▶ **INFORMATION PROVIDED**:
++++++++

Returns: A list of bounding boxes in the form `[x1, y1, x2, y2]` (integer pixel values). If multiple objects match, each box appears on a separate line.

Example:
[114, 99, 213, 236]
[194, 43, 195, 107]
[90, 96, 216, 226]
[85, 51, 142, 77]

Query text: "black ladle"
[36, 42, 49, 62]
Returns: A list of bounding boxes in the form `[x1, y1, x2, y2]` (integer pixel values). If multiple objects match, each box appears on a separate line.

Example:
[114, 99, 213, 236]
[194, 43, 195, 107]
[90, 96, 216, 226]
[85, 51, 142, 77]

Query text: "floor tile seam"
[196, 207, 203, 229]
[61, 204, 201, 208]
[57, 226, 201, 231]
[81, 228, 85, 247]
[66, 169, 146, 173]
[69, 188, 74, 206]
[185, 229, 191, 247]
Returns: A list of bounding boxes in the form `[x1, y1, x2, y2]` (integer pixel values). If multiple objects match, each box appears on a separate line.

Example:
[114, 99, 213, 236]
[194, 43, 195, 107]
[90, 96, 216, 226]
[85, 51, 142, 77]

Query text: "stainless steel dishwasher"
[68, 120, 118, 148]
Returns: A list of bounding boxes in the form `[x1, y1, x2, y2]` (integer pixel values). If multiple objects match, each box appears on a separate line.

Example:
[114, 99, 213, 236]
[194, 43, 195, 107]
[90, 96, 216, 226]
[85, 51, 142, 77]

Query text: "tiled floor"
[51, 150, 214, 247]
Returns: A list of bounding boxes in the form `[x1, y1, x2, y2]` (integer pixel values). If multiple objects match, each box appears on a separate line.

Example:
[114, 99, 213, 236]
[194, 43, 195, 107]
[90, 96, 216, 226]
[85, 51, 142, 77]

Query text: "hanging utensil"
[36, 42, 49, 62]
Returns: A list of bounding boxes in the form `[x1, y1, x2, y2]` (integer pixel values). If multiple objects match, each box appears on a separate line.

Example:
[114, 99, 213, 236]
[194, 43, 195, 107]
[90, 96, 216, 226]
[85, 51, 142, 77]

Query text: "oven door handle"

++++++++

Exact copies of all the records are required.

▶ **TASK RESULT**:
Returns: A list of bounding boxes in the form `[x1, y1, x2, y2]` (integer pixel values). If multiple objects match, each box appears on a separate line.

Example:
[114, 99, 213, 236]
[194, 43, 195, 107]
[90, 96, 216, 226]
[85, 51, 142, 77]

Query text: "black ladle"
[36, 42, 49, 62]
Returns: A list of bounding boxes in the form `[x1, y1, x2, y2]` (integer pixel values). If multiple objects match, each box appears on a separate line.

Example:
[114, 99, 213, 236]
[194, 43, 195, 107]
[90, 96, 216, 226]
[85, 51, 142, 77]

Query text: "floor tile seam"
[196, 207, 203, 229]
[61, 204, 201, 208]
[57, 226, 201, 231]
[81, 228, 85, 247]
[66, 169, 146, 173]
[69, 188, 74, 206]
[185, 229, 191, 247]
Returns: A list of bounding boxes in the form `[x1, y1, x2, y2]` (integer pixel values). If multiple objects match, each box appears on a separate line.

Example:
[114, 99, 213, 236]
[194, 43, 195, 107]
[90, 96, 216, 226]
[85, 51, 142, 77]

Query text: "stainless steel dishwasher"
[68, 120, 118, 148]
Returns: A list of bounding boxes in the form `[x1, y1, x2, y2]` (integer pixel values). If multiple objects match, each box appears on a separate line.

Example:
[114, 99, 213, 236]
[194, 43, 195, 107]
[90, 96, 216, 226]
[85, 51, 142, 77]

Query text: "tiled floor"
[51, 150, 214, 247]
Returns: A list of bounding boxes in the form `[x1, y1, x2, y2]` (integer pixel values). If multiple objects match, each box appears on a separate line.

Example:
[114, 99, 213, 236]
[194, 43, 195, 107]
[90, 96, 216, 226]
[85, 51, 142, 77]

Query text: "hanging utensil"
[36, 42, 49, 62]
Returns: A list of bounding boxes in the form `[x1, y1, x2, y2]` (integer pixel values). If multiple objects match, each box appears on a separate line.

Example:
[114, 99, 213, 236]
[194, 43, 195, 107]
[90, 96, 216, 226]
[85, 51, 142, 77]

Query text: "oven door handle"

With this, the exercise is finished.